>> begin Raw records
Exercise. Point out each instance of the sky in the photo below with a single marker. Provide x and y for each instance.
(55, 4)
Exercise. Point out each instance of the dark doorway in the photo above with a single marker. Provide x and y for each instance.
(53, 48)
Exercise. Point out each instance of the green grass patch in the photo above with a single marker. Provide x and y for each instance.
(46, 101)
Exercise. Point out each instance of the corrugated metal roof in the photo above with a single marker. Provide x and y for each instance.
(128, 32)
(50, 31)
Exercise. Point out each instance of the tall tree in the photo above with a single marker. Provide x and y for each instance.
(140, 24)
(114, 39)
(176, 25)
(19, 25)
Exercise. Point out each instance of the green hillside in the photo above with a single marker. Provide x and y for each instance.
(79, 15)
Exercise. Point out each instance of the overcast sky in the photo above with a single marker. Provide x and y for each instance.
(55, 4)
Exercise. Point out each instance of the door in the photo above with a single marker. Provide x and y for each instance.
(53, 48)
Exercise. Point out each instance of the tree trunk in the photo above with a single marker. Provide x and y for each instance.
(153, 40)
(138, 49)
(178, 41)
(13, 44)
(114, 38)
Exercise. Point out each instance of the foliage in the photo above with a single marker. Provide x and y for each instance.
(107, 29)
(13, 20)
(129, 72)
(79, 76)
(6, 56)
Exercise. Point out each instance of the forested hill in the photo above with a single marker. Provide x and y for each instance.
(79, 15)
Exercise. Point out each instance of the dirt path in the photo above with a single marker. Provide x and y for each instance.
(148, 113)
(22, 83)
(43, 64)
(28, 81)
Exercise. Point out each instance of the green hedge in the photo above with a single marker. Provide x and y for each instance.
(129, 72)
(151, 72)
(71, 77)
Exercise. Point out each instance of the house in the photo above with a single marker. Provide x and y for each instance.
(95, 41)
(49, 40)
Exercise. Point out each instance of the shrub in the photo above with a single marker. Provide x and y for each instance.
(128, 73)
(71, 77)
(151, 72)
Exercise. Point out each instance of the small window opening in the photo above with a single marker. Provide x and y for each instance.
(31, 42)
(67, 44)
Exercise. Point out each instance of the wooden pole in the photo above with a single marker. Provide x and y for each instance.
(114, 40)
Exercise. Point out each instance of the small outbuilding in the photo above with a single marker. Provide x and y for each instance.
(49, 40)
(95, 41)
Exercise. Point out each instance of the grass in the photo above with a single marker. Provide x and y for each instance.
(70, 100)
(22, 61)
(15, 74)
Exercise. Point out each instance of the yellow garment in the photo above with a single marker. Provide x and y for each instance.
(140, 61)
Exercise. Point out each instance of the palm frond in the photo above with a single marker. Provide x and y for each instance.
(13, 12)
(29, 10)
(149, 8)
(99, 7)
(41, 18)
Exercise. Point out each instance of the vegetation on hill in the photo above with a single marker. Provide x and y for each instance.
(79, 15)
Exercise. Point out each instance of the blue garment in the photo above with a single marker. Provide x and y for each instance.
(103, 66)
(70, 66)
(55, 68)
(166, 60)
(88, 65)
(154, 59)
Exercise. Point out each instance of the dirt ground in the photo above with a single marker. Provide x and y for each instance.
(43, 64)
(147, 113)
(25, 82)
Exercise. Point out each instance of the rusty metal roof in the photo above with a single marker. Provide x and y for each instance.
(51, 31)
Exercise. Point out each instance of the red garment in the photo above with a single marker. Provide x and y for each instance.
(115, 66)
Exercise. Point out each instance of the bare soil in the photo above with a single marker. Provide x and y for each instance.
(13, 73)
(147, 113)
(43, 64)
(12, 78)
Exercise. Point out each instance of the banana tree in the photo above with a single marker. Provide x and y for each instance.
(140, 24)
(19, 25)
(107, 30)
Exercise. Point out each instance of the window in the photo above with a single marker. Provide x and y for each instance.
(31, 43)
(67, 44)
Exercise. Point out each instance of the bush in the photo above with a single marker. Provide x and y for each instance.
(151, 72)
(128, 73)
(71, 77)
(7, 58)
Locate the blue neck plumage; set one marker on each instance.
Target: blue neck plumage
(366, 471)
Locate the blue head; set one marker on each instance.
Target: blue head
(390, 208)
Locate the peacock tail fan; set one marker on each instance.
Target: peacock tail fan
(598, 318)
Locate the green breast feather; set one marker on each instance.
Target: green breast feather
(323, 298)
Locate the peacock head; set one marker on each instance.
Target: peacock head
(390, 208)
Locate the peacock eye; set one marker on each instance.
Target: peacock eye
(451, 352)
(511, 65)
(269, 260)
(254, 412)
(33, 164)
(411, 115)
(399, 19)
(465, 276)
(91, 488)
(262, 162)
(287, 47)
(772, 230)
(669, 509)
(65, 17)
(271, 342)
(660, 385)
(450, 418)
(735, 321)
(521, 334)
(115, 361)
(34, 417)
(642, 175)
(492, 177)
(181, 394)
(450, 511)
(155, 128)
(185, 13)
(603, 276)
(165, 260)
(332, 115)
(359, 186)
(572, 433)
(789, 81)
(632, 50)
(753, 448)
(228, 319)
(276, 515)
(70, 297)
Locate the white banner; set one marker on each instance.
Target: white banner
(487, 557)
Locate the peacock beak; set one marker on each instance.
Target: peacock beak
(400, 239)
>> end Raw records
Present each line of the entries above as an item in a numbered list, leaving out any blank lines.

* **Answer in full**:
1. Exercise. Point out each instance of the sky in the photo below with a single marker. Provide x and y for each instance.
2. (55, 4)
3. Exercise. Point out each instance of the dark doorway in the photo above with a single marker. Provide x and y for each instance.
4. (53, 48)
5. Exercise. Point out each instance of the green grass patch in the photo above with a single marker. Provide x and y for each instance.
6. (46, 101)
7. Exercise. Point out each instance of the corrugated metal roof in the photo above with a single marker. Provide x and y for each instance.
8. (128, 32)
9. (50, 31)
10. Exercise. Point out each instance of the tall tree in the photo above with a single marker. Provide x and y for each instance.
11. (140, 24)
12. (114, 39)
13. (176, 25)
14. (19, 25)
15. Exercise. Point out each instance of the green hillside in the photo above with a single marker. Provide x and y for each instance.
16. (79, 15)
17. Exercise. Point out each instance of the overcast sky in the photo above with a single marker. Provide x and y for each instance.
18. (55, 4)
19. Exercise. Point out each instance of the door in the photo above with a single marker. Provide x and y for each instance.
20. (53, 48)
21. Exercise. Point out each instance of the tree trunk in the photo above with a single marker. Provide x and y for each instance.
22. (153, 40)
23. (138, 49)
24. (178, 41)
25. (13, 44)
26. (114, 38)
27. Exercise. Point out each instance of the foliage in the photo above with a single marker. Provide x and y for each instance.
28. (107, 29)
29. (13, 20)
30. (129, 72)
31. (79, 76)
32. (6, 56)
33. Exercise. Point out each instance of the forested hill in the photo above with a single marker. Provide x and y for each instance.
34. (79, 15)
35. Exercise. Point out each instance of the dirt path in the photo above with a single marker. Provide x and y for each instance.
36. (148, 113)
37. (22, 83)
38. (43, 64)
39. (28, 81)
40. Exercise. Point out each instance of the green hedge in the photo above with a single marker. Provide x and y for each instance.
41. (129, 72)
42. (151, 72)
43. (71, 77)
44. Exercise. Point out each instance of the house in the photo above with a single marker. Provide x and y for each instance.
45. (95, 41)
46. (49, 40)
47. Exercise. Point out each instance of the shrub in the photo above with a single marker. Provide x and y for each instance.
48. (128, 73)
49. (71, 77)
50. (151, 72)
51. Exercise. Point out each instance of the small window opening in the photo above with a single marker. Provide x and y for each instance.
52. (31, 42)
53. (67, 44)
54. Exercise. Point out each instance of the wooden pole in the photo above with a single marker. Provide x and y for each instance.
55. (114, 40)
56. Exercise. Point out each instance of the small outbuilding in the photo above with a single marker. Provide x and y for each instance.
57. (49, 40)
58. (95, 41)
59. Exercise. Point out each instance of the grass in the photo above with a single marker. Provide x and y for each instance.
60. (70, 100)
61. (22, 61)
62. (15, 74)
63. Exercise. Point out each instance of the yellow garment in the photo above with a single marker. Provide x and y for each instance.
64. (140, 61)
65. Exercise. Point out each instance of the palm frond in the photo above with a single marker. Provide x and y for each instance.
66. (13, 12)
67. (29, 10)
68. (149, 8)
69. (99, 7)
70. (41, 18)
71. Exercise. Point out each instance of the vegetation on hill in the photo above with a single marker. Provide x and y for each instance.
72. (79, 15)
73. Exercise. Point out each instance of the blue garment in the photo above with a single marker. Provide x and y for each instance.
74. (103, 66)
75. (70, 66)
76. (55, 68)
77. (166, 60)
78. (88, 65)
79. (154, 59)
80. Exercise. Point out each instance of the dirt ground in the photo above with a single marker. Provide x and y for each instance.
81. (43, 64)
82. (147, 113)
83. (25, 82)
84. Exercise. Point out each instance of the rusty metal roof in the photo above with a single marker. Provide x and y for each instance.
85. (51, 31)
86. Exercise. Point out each instance of the red garment in the photo above with a single marker. Provide x and y for each instance.
87. (115, 66)
88. Exercise. Point out each instance of the bare soil in the photo above with a single marker. Provide x and y for each instance.
89. (13, 73)
90. (147, 113)
91. (43, 64)
92. (12, 78)
93. Exercise. Point out each instance of the banana tree in the photo above with a single marker. Provide x and y for each instance.
94. (140, 24)
95. (19, 25)
96. (107, 30)
97. Exercise. Point out each instance of the window in the photo above with a single marker. Provide x and y for each instance.
98. (31, 43)
99. (67, 44)
100. Exercise. Point out each instance of the bush in the photo above with a single marker. Provide x and y for each instance.
101. (151, 72)
102. (128, 73)
103. (71, 77)
104. (7, 58)
105. Locate the blue neck plumage; set one marker on each instance.
106. Target: blue neck plumage
107. (366, 471)
108. Locate the blue head; set one marker on each instance.
109. Target: blue head
110. (390, 208)
111. Locate the peacock tail fan; set one marker on each instance.
112. Target: peacock tail fan
113. (598, 318)
114. Locate the green breast feather; set one marker on each instance.
115. Target: green breast feather
116. (323, 298)
117. Locate the peacock head; set one marker on each instance.
118. Target: peacock head
119. (390, 208)
120. Locate the peacock eye; set one marker on each instance.
121. Target: peacock eye
122. (451, 352)
123. (511, 65)
124. (269, 260)
125. (254, 412)
126. (33, 164)
127. (411, 115)
128. (399, 19)
129. (465, 276)
130. (91, 488)
131. (262, 162)
132. (287, 47)
133. (772, 230)
134. (669, 509)
135. (65, 17)
136. (271, 342)
137. (660, 385)
138. (450, 418)
139. (735, 321)
140. (521, 334)
141. (115, 361)
142. (34, 417)
143. (642, 175)
144. (492, 177)
145. (181, 394)
146. (450, 511)
147. (155, 128)
148. (185, 13)
149. (603, 276)
150. (165, 260)
151. (332, 115)
152. (359, 186)
153. (572, 433)
154. (789, 81)
155. (632, 50)
156. (753, 448)
157. (228, 319)
158. (276, 515)
159. (70, 297)
160. Locate the white banner; set one marker on each instance.
161. Target: white banner
162. (487, 557)
163. Locate the peacock beak; set one marker on each instance.
164. Target: peacock beak
165. (400, 239)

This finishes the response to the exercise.